PROBLEM DETAILS: The text of every record, exactly as given and with no pictures, should be your output.

PROVIDED ENTRIES:
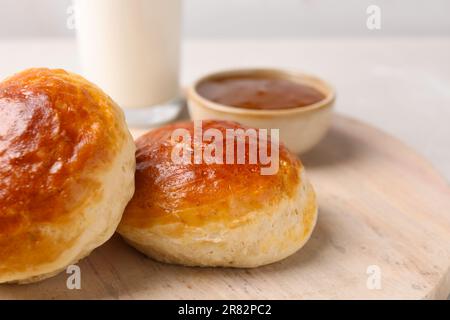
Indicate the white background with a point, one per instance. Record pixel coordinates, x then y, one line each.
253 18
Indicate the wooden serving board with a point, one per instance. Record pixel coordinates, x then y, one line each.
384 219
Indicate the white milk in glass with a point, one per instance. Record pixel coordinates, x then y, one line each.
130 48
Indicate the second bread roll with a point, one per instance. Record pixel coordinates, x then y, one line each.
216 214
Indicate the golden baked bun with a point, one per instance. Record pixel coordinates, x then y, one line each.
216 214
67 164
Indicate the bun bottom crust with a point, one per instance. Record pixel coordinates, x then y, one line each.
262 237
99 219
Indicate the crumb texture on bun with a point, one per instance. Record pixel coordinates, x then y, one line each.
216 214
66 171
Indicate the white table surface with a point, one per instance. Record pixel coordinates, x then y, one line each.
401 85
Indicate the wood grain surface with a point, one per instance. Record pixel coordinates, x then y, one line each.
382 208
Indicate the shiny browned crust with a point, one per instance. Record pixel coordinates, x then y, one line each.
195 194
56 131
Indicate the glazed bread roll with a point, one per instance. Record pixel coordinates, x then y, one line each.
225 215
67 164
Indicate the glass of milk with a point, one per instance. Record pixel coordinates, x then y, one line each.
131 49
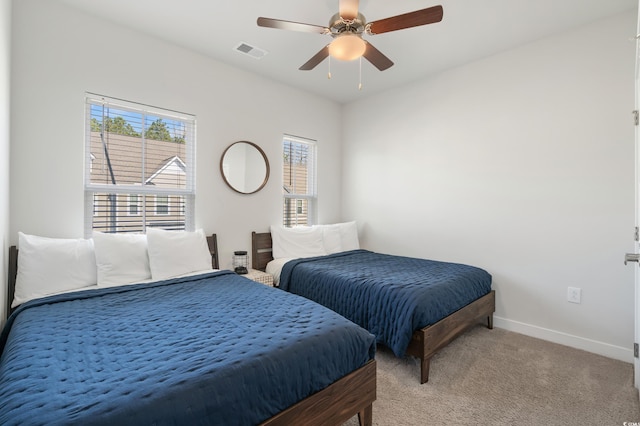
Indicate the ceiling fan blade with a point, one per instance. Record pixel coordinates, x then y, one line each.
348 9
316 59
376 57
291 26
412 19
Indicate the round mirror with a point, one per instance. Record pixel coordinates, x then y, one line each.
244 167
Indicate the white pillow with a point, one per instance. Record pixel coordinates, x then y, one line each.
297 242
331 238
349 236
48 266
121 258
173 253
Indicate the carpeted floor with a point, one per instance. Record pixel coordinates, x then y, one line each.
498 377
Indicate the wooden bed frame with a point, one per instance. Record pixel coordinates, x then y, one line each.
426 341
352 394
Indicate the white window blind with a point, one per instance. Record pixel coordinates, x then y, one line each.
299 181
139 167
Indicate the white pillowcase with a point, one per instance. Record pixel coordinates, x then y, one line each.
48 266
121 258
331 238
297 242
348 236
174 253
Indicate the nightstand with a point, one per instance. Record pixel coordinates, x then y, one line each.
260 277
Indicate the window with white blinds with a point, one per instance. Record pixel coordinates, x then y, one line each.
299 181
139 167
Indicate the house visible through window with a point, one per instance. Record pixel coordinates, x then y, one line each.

ANSWER BOX:
Indicate the white background with a point, one per instance. Record pixel coordinates, x then y, one line each.
253 18
Indicate the wooden serving board with a point, one per instance. Record pixel coordinates, x then y, one line each.
384 219
Indicate the white milk in glass with a point, one per instance. Record pixel coordinates, x then y, one line each.
130 48
Indicate the second bread roll with a point, one per instance. Record pixel coordinates, x then y, one line each.
216 214
Indicate the golden baked bun with a point, one per instance. Record pixel coordinates, x then y, one line each.
216 214
67 164
Indicate the bun bottom crust with a point, one per instance. Record pixel coordinates, x then y, one line each.
262 237
99 219
Indicate the crumb texture on bun with a point, one per instance. Record pixel coordinates, x then y, one line each.
216 214
66 171
Indicate the white table surface with a point, one per instance. Record pixel coordinates, x then y, one line each.
401 85
Indicate the wood grain surface with a point, one per instance. Record pixel coordinates, x then y, one line each.
382 208
Indicate the shiny browned crust with a point, one per instance. Record pixel coordinates, x then y, one line each.
195 194
56 131
Indicate the glazed bread roll with a point, one per instance. Record pixel coordinates, x then y, one line each.
225 215
67 164
Indicate the glass of milk with a point, one per instance. Record pixel coordinates, x then y, one line each.
131 49
Indicate the ceiling fan blade with a point, one per instance. Record pixel coordinates, x then y, one line each.
348 9
316 59
376 57
291 26
412 19
Indicate the round mirror with a point, one per instance. Record pixel coordinates, x then y, one line each.
244 167
Indicate the white pillow with a point, one per instance. Record pixel coordinates, x then y, one line each.
297 242
331 238
349 236
48 266
121 258
173 253
Indicate the carpeted floor with a point, one per instance. Record pixel coordinates, x then y, one line each.
498 377
Indicate the wooden bed frame with a point, one per instance. Record pixel coordinates, x then y, one line each.
426 341
352 394
Indicate the white window blind with a point, one per instance. Record pixel coordinates, x then y, one line each.
299 181
139 167
Indicate the white pillowcase with a point, one per instance. Record pixel coordinates, x then y, one line each.
48 266
121 258
331 238
297 242
348 236
174 253
Indicate the nightstand with a point, one per instance. Record pixel coordinates, x then y, one line each.
260 277
Indicate the window with white blinds with a point, one per instance. Record pixel coordinates, x then y, one line each.
299 181
139 167
Indicate the house visible through window with a point, one per instance. Record pixel coordinates, x then y, one line each.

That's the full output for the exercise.